Make an exact copy of every entry below, with the pictures left out.
++++++++++
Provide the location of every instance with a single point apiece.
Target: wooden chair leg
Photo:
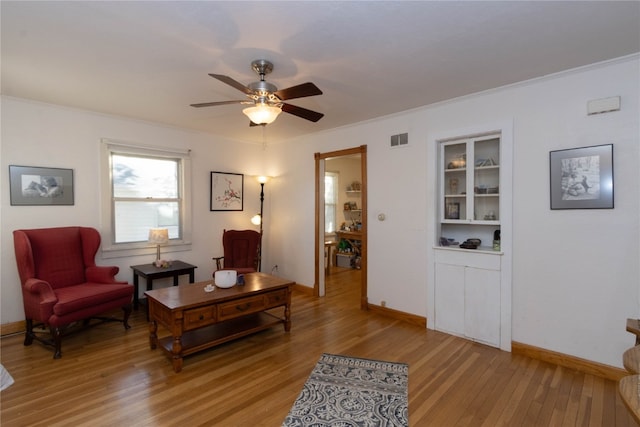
(56, 333)
(28, 336)
(127, 312)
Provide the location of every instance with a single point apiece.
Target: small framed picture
(452, 211)
(226, 191)
(38, 186)
(582, 178)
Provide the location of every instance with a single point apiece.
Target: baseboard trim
(13, 328)
(303, 289)
(399, 315)
(567, 361)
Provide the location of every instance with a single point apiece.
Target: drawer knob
(242, 307)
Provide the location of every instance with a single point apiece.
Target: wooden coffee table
(198, 320)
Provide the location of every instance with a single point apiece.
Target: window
(144, 188)
(330, 201)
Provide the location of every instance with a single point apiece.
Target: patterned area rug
(346, 391)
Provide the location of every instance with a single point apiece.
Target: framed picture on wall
(226, 191)
(452, 211)
(582, 178)
(38, 186)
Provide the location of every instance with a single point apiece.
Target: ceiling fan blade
(299, 91)
(302, 112)
(213, 104)
(228, 80)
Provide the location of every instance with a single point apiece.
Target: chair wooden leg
(28, 336)
(127, 312)
(56, 333)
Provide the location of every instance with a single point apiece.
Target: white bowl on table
(225, 278)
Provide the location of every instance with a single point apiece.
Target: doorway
(320, 162)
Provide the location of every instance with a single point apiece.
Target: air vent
(399, 140)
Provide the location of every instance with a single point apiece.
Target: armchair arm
(102, 274)
(218, 262)
(39, 297)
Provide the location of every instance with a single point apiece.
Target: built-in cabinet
(468, 284)
(470, 189)
(468, 295)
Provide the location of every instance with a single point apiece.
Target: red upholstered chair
(241, 251)
(61, 283)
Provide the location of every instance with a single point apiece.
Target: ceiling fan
(265, 98)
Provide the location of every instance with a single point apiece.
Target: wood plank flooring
(109, 377)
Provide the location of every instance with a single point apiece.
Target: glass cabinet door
(486, 180)
(454, 206)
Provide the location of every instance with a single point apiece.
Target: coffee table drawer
(275, 299)
(198, 317)
(241, 307)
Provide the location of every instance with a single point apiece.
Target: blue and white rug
(347, 391)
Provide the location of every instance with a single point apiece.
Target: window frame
(336, 186)
(110, 249)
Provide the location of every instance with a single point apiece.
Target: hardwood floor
(109, 377)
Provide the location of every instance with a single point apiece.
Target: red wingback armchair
(241, 251)
(61, 283)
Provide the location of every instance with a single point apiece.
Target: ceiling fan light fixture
(262, 114)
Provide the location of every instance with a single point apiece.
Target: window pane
(144, 177)
(133, 220)
(330, 200)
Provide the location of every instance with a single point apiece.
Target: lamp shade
(159, 236)
(262, 114)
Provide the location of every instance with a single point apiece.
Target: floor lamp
(260, 217)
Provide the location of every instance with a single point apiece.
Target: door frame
(319, 202)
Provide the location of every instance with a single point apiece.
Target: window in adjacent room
(330, 201)
(147, 188)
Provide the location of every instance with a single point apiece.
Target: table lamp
(158, 236)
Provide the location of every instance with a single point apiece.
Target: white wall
(575, 272)
(36, 134)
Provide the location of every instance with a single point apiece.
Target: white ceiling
(150, 60)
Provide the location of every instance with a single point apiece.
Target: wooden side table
(151, 272)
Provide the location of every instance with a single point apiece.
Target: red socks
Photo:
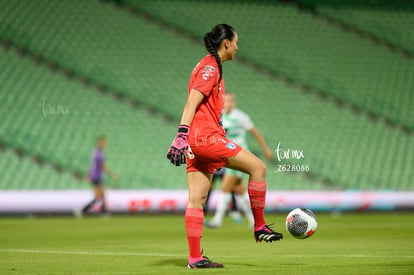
++++++++++
Result for this exercise ->
Provide the location of every instance with a single point apiece.
Target: wooden chair leg
Photo:
(56, 333)
(28, 336)
(127, 312)
Provide the location of every instance with a single point apiece.
Target: small framed picture
(452, 211)
(226, 191)
(38, 186)
(582, 178)
Provide the location of every instance with a single point apiece.
Target: baseboard trim
(13, 328)
(303, 289)
(399, 315)
(567, 361)
Provide the location of every instance with a single point apiece.
Target: drawer knob
(242, 307)
Provide the location of every instance with a single point apiece.
Target: wooden coffee table
(198, 320)
Provide the location of every instance with a single point apiece.
Target: window
(144, 188)
(330, 201)
Provide the location of every instance with a single point apiece.
Target: patterned area rug
(346, 391)
Provide the location of every instance with a single point apiece.
Target: framed picture on wall
(226, 191)
(452, 211)
(582, 178)
(38, 186)
Provide the location of every instance with a single point apiece.
Target: ceiling fan blade
(299, 91)
(302, 112)
(213, 104)
(228, 80)
Provide the location of every instance with a single point apiece.
Target: chair wooden leg
(28, 336)
(127, 312)
(56, 333)
Provide the location of every instance with a single point apiece.
Target: white bowl on table
(225, 278)
Provide the location of every instance with a single point apiece.
Target: doorway
(320, 162)
Provide the location of every instance with a single point apiece.
Target: air vent
(399, 140)
Provide the location of every instance with a single point apiece.
Target: armchair arm
(102, 274)
(218, 262)
(39, 297)
Provide the location of every instance with a single point apiece.
Target: built-in cabinet
(468, 284)
(470, 189)
(468, 295)
Provide the location of every instance with a single point apiece.
Target: red upholstered chair
(241, 251)
(61, 283)
Provide the location of every instance with a single point apiece.
Target: ceiling fan
(265, 98)
Provide the location of every instance with a single point apiece.
Target: wood plank flooring
(109, 377)
Provide the location of every instance with a single point apiece.
Target: glass cabinet door
(486, 180)
(454, 206)
Provide the location of every instance with a single point apiece.
Target: coffee table drawer
(275, 299)
(198, 317)
(241, 307)
Provide the location of every instance with a single point apiece.
Target: blue and white rug
(347, 391)
Provide the location of every instance with a single point apiece.
Target: window frame
(336, 186)
(110, 249)
Provide the location of every instance with a single point apiece.
Target: hardwood floor
(109, 377)
Provide the location of every instance with a single point apiece.
Target: red wingback armchair
(241, 251)
(61, 283)
Provide the location of every instance with a single point apiece.
Target: ceiling fan light fixture
(262, 114)
Provide the location of every instance with a single point apiece.
Target: window pane
(144, 177)
(133, 220)
(330, 200)
Provide the location of every instance with a single point apiece.
Target: lamp shade
(159, 236)
(262, 114)
Provide the location of every instance with a single point apiece.
Target: floor lamp
(260, 217)
Provide the location of every instance with a single point apiece.
Target: door frame
(319, 202)
Provide the location of every instance with a single point apiece.
Target: window in adjacent room
(330, 201)
(147, 188)
Provide the location of every instance with a single point apiece.
Target: table lamp
(158, 236)
Provide the location of every instance with a single point apiece.
Target: white wall
(575, 272)
(36, 134)
Provide the location of every instance with a single point apiece.
Target: white ceiling
(150, 60)
Provide the location of every instance with a single point apiece.
Target: wooden side table
(151, 272)
Provide the location of every instance with a single point apiece.
Target: red socks
Photo:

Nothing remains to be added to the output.